• DATA SUPPLIED

▼

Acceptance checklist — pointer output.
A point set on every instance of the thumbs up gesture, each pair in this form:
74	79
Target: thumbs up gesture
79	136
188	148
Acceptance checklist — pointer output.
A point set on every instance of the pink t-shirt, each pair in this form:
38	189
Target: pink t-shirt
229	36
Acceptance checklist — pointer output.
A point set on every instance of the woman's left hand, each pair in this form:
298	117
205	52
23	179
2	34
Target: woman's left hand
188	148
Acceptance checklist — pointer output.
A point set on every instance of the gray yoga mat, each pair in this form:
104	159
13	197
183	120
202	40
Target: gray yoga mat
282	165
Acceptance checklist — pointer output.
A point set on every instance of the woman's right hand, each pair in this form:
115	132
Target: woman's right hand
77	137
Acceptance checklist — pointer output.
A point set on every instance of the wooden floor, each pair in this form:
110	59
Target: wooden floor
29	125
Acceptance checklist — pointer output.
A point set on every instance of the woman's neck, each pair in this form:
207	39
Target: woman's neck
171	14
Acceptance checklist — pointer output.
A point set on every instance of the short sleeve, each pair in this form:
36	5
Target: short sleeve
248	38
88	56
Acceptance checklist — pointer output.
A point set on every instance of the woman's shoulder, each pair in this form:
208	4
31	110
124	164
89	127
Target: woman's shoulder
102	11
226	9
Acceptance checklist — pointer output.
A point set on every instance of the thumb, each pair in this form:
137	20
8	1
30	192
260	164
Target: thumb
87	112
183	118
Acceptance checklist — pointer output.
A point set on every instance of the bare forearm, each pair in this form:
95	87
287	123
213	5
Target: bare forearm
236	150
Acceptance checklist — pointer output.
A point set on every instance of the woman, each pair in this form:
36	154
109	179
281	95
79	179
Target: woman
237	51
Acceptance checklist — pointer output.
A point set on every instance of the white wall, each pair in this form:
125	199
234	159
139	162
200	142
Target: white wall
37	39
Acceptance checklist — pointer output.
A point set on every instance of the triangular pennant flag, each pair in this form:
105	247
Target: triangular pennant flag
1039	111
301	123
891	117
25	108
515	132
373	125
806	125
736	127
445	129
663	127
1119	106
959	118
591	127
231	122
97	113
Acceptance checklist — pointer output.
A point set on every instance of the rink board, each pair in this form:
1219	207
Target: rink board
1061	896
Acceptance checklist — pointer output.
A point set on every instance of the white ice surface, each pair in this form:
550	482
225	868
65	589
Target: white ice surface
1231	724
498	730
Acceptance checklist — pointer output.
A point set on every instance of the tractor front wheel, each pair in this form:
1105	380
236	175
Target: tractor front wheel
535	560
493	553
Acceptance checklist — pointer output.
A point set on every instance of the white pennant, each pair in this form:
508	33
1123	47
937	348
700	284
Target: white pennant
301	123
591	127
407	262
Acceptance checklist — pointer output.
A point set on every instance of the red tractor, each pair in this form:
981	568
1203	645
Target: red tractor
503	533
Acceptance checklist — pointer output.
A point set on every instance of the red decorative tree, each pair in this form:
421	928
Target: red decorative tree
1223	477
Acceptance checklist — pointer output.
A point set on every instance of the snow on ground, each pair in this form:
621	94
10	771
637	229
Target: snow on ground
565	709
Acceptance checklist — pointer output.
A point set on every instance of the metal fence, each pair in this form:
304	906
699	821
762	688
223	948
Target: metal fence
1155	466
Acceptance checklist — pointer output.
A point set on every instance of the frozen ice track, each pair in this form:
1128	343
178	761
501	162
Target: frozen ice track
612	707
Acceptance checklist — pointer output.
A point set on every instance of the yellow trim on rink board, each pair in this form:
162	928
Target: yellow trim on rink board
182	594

▲

• PROBLEM TO WORK ON
Repeat the data verbatim, line after line, leaving nothing out.

• RESULT OF THIS EXERCISE
Acceptance checklist — pointer output.
A point set on every instance of the thumbs up gesture, each pair in this form:
74	79
Target: thumbs up gesture
79	136
188	148
Acceptance checklist — pointer output.
A point set on every instance of the pink t-shirt, each pair in this form:
38	189
Target: pink t-shirt
229	36
Acceptance checklist — pointer output.
A point set on every instance of the woman's left hand, each pair in this form:
298	117
205	52
23	179
2	34
Target: woman's left hand
188	148
Acceptance checklist — pointer output.
A point set on every instance of the gray yoga mat, each pair in this form:
104	159
13	197
183	120
202	40
Target: gray yoga mat
282	165
Acceptance checklist — pointer output.
A point set on every instance of the woman's right hand, each pair in this form:
115	132
Target: woman's right hand
77	137
Acceptance checklist — pointer output.
A point set on every instance of the wooden floor, each pair in this form:
110	59
Target: wooden floor
29	125
Acceptance checklist — pointer output.
A point set on every instance of the woman's neck, each pair in this form:
207	39
Target: woman's neck
171	14
Acceptance checklist — pointer output.
A point set on every instance of the short sleeve, each pair in this form:
36	5
Target: short sleeve
248	38
88	56
Acceptance checklist — pointer output.
A point set on every instance of the woman's shoulder, each pair in this form:
208	4
31	110
124	164
89	127
Target: woman's shoulder
102	11
226	9
Acceptance checklist — pointer output.
A point set on every instance of the thumb, each pair in this form:
137	20
8	1
30	192
260	164
Target: thumb
87	112
183	118
Acceptance checklist — pointer output.
A point set on every instance of the bare forearm, each pair in this form:
95	87
287	123
213	5
Target: bare forearm
236	150
Acceptance checklist — pointer output.
A point set on every instance of the woman, each pair in this form:
36	154
109	179
281	95
79	179
Target: woman
237	51
Acceptance checklist — pointer output.
A point set on every instance of the white wall, each pair in this form:
125	199
234	159
139	162
200	142
Target: white wall
37	39
Acceptance checklist — pointer output.
A point set on every instance of the triangular pennant flag, each pair in this form:
105	247
Target: triangular pennant flag
1039	111
301	123
891	117
25	108
515	132
373	125
806	125
736	127
445	129
663	127
1119	106
959	118
591	127
231	122
97	113
Acceptance checklist — pointer output.
A point set on every instance of the rink board, each pair in this form:
1219	207
Target: rink board
1061	896
Acceptance checklist — pointer output.
A point set on every instance of the white ice surface, each pair in this form:
550	482
225	868
65	589
Target: white ice surface
1231	724
498	730
Acceptance checklist — pointer output.
A point set on every instance of the tractor front wheel, each pair in this form:
1105	380
236	175
Target: tractor front wheel
535	560
493	553
Acceptance checklist — pointer output.
A point set on every instance of the white pennant, each pair in this form:
508	33
1123	47
937	348
700	284
Target: white pennant
301	123
591	127
407	262
Acceptance checklist — pointer output.
A point set on every instance of the red tractor, each pair in this form:
981	568
1203	645
Target: red tractor
503	533
Acceptance checklist — pointer output.
A point set on every instance of the red decorative tree, each pair in this form:
421	928
Target: red decorative tree
1223	477
Acceptance checklist — pointer output.
A point set on every instance of the snow on ground, each pair in this form:
621	94
10	771
637	229
Target: snow on ground
565	709
Acceptance checklist — pointer output.
A point set on every instance of the metal fence, each pair in this form:
304	906
699	821
762	688
223	948
Target: metal fence
1155	466
Acceptance checklist — pointer output.
A point set on every instance of the frozen ice track, each pair in this form:
1128	343
178	761
501	162
Target: frozen ice track
612	707
Acceptance checklist — pointer output.
A point set on every instance of the yellow trim on rink board, each pair in this form:
162	928
Target: yellow trim on rink board
182	594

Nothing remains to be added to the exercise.